For one of the preparation activities this week, I played 5 different simulations to understand writing, reading, math, and attention problems that children with a Learning Disability struggle with. The one that stood out the most to me was the attention simulation because of how hard it was to focus while the other children were disrupting the teacher, and disrupting the child's concentration.

I had an experience with a little girl at the elementary school this week where she was totally off task, making disruptions for everyone else, and disrespecting her group members and myself. After participating in this simulation, it made me wonder whether she was simply showing me her need for a quiet place to read the material and to comprehend a little bit better. My patience was very low that day for some reason and so instead of trying to understand the problem, I simply removed her from the situation. Sometimes I don't know what the correct answer is or how I am going to be able to help some of the students that "act out" in class, for reasons that I don't understand.

On Wednesday, we broke into groups to implement the INCLUDE strategy from the book. I enjoyed seeing the different perspectives of other members of my group and talking about Mark's needs and how we could unify our efforts and to make accommodations for him.

I liked the portion of the text that talked about the classroom environment and how much that effects a students learning. It can be easy as a teacher (working in the elementary school this semester for a practicum class) to just assume that the child is acting out for attention or to avoid doing school work. But certain senses are heightened for individuals with special needs. I like the idea of checking on the lighting and organization of my classroom. Is it too bright? Are the desks too close together? Am I offering enough quiet time for my students to concentrate?

The rest of the week, I focused on preparing the exam on Friday. I have tried to make each IDEA principle personal so that I can remember it more easily and to give it extra meaning. My group worked really well together in preparation for the exam which reminded me of the importance of collaboration. Each member of my group has a different perspective or information they have memorized because it stood out to them. I liked learning from them today and hope to continue to develop the ability to work with others.

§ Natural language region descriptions

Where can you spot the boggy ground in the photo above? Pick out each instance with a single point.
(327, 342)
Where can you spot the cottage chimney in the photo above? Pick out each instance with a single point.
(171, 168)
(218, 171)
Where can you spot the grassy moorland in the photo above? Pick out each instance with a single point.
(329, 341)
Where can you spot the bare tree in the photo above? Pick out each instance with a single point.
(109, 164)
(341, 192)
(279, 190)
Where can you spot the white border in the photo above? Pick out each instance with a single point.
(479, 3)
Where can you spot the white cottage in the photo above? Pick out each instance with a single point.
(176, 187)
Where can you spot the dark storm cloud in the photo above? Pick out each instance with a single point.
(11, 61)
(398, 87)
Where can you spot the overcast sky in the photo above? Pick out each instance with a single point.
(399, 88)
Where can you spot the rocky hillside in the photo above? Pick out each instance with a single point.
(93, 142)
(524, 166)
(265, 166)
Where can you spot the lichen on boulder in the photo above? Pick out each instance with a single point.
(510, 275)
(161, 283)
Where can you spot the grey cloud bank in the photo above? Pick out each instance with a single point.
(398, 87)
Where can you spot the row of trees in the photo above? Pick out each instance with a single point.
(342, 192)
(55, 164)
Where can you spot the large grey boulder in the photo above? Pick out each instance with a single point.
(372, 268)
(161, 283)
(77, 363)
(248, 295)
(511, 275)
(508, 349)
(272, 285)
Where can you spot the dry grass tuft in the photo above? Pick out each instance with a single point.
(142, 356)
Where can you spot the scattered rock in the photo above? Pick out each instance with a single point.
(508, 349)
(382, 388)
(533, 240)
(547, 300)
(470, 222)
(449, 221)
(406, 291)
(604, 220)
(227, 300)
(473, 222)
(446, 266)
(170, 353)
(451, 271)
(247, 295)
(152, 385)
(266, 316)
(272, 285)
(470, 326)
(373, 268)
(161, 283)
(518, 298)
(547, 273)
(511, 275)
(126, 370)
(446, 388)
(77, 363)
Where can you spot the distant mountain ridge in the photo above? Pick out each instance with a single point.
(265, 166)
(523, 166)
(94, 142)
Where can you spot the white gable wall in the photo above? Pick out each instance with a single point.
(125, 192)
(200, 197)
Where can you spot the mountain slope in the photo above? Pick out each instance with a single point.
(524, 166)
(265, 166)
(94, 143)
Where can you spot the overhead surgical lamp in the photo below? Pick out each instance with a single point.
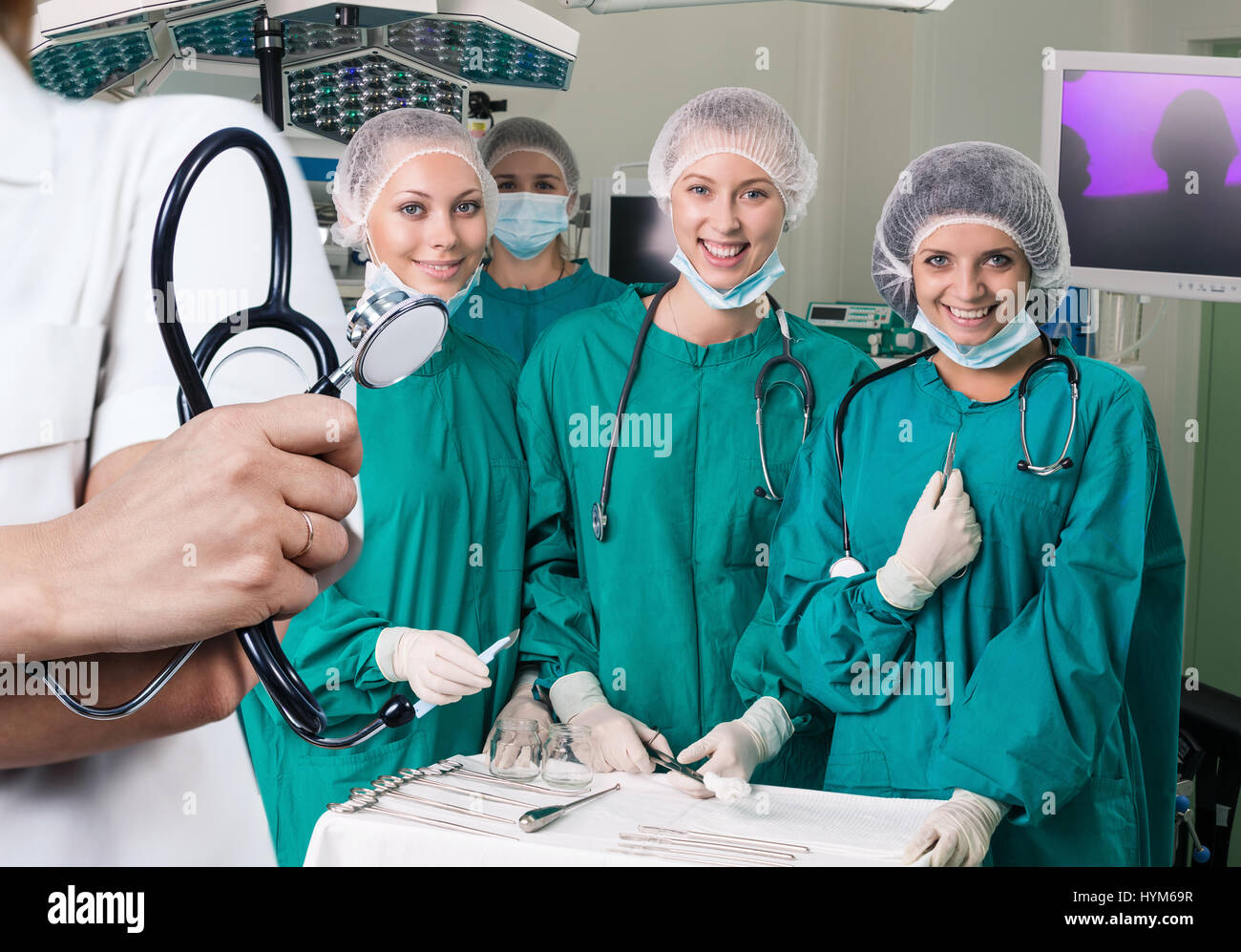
(327, 67)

§ Tasks to carry out
a – In the weekly reflection on learning disabilities, what areas of difficulty did the simulations cover? List all of them.
b – According to the weekly reflection on learning disabilities, why did the attention simulation stand out most?
c – Write the next part of the weekly reflection on learning disabilities.

§ Task-by-task answers
a – Writing, reading, math, and attention.

b – It stood out because focusing was very hard while the other children were disrupting the teacher and the child's concentration.

c –
Wheelchair Simulation

My first question is: Why do we have an extra lip on the floor at the entry way of a bathroom? It is hard enough to push the door open while wheeling yourself into the bathroom with the other hand, without the extra piece of granite on the floor. Little things like that stood out to me as I spent a few hours in a wheelchair,

Before this simulation, I realized to some extent the muscle required for a person in a wheelchair to be able to make their way where they want to go. But after, I felt like my body had been walking on my arms all day! Going down hill was almost as hard as going up a hill because of the constant need to put on the breaks with my hands. I was impressed that while I was making my way to the Kimbal building that someone stopped to see if they could push me anywhere.

Another thing that was pretty hard for me was the fact that I had to stay seated for the duration of the simulation. I became fairly restless towards the end and wanted to get up and run around! I didn't realize how much I take my ability to walk for granted.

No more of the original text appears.